Solved: VSX cluster and CoreXL

Wipeout_ · ‎2025-04-14

I have a 2 node VSX cluster in which coreXL is not enabled in cpconfig (VS0), but it is for all 4 virtual systems hosted via smartconsole. Confirmed via "fw ctl multik stat" and "top" fwk instance number for each VS configured in the smartconsole. Thats correct.

# fw ctl affinity -l -r
CPU 0: Mgmt
CPU 1:
CPU 2:
CPU 3:
CPU 4:
CPU 5:
CPU 6:
CPU 7:
CPU 8:
... ...
CPU 43:
CPU 44:
CPU 45:
CPU 46:
CPU 47:
All:
Interface eth3-01: has multi queue enabled
Interface eth3-02: has multi queue enabled
Interface Sync: has multi queue enabled
Interface eth1-01: has multi queue enabled
Interface eth2-01: has multi queue enabled
Interface eth2-02: has multi queue enabled
Interface eth2-03: has multi queue enabled
Interface eth2-04: has multi queue enabled

CPU #0 is showing an average high cpu and some load peaks...

https://sc1.checkpoint.com/documents/R81.20/WebAdminGuides/EN/CP_R81.20_VSX_AdminGuide/Content/Topic... shows the following:

Important - Enabling CoreXL on VS 0 is not recommended because of increased memory overhead and potential performance degradation. Most CSX deployments and use cases do not require more than a single Firewall instance for VSO as its main purpose is managing the VSX Gateway.

¿Should i enable cpconfig in VS0 for better performance tuning?
¿Any other suggestion?

Thanks!

Chris_Atkinson · ‎2025-04-14

A similar recent discussion was had here in case it is useful for you:

https://community.checkpoint.com/t5/General-Topics/CoreXL-is-turned-off-by-default-on-a-brand-new-98...

CCSM R77/R80/ELITE

View solution in original post

_Val_ · ‎2025-04-14

As the Admin guide clearly says, you should NOT. Use the default settings.

Wipeout_ · ‎2025-04-14

Ok, thx Val.
What about having 48 cores but a single one with high cpu that seems to be assinged to Mgmt?

_Val_ · ‎2025-04-14

No issue. MGMT interface is not used for production traffic, right? Logs, policy installs, and control messages do not require lots of firepower, so a single CPX queued to that interface is just fine.

Wipeout_ · ‎2025-04-14

Thanks again for your replies Val.

As i've pasted before, fw ctl affinity does not show much info.

But running "fw ctl multik stat" for each VS shows that all of them are using the range of cores of 2-23+.

And mq_mng:

# mq_mng -o
Total 48 cores. Multiqueue 4 cores
i/f type state mode cores
------------------------------------------------------------------------------------------------
Mgmt igb Up Off 0
Sync igb Up Auto (4/4) 0,24,1,25
eth1-01 igb Up Auto (4/4) 0,24,1,25
eth2-01 i40e Up Auto (4/4) 0,24,1,25
eth2-02 i40e Up Auto (4/4) 0,24,1,25
eth2-03 i40e Up Auto (4/4) 0,24,1,25
eth2-04 i40e Up Auto (4/4) 0,24,1,25
eth3-01 i40e Up Auto (4/4) 0,24,1,25
eth3-02 i40e Up Auto (4/4) 0,24,1,25

mq is not sharing cores with the vs workers, but it seems core 0 is shared between Mgmt, Sync and MQ.
And there are shared cores between interfaces, Sync...

> EXCERPTED RECORDS:
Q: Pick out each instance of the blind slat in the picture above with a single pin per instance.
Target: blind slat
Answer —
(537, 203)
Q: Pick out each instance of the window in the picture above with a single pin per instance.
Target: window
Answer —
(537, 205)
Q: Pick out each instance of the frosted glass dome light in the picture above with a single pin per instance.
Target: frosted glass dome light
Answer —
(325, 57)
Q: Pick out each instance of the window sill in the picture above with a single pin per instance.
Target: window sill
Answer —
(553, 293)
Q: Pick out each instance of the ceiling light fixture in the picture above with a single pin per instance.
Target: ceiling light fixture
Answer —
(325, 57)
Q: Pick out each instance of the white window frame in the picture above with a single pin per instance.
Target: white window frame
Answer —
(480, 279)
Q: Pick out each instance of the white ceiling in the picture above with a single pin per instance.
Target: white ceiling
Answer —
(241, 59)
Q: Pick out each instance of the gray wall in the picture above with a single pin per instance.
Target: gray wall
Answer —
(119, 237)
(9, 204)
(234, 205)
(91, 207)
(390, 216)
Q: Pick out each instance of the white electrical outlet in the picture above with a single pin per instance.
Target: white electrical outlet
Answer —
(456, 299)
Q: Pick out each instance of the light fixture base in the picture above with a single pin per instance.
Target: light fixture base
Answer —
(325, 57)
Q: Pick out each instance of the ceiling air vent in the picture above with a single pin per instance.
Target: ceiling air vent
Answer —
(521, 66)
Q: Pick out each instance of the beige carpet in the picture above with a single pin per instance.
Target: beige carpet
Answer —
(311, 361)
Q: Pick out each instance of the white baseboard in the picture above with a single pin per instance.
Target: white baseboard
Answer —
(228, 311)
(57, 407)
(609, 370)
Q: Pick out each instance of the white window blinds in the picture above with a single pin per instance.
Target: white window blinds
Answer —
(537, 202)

> TASK DETAILS: In the forum thread, what reasons does the admin guide give for not recommending CoreXL on VS 0?

> RESULT: Increased memory overhead and potential performance degradation.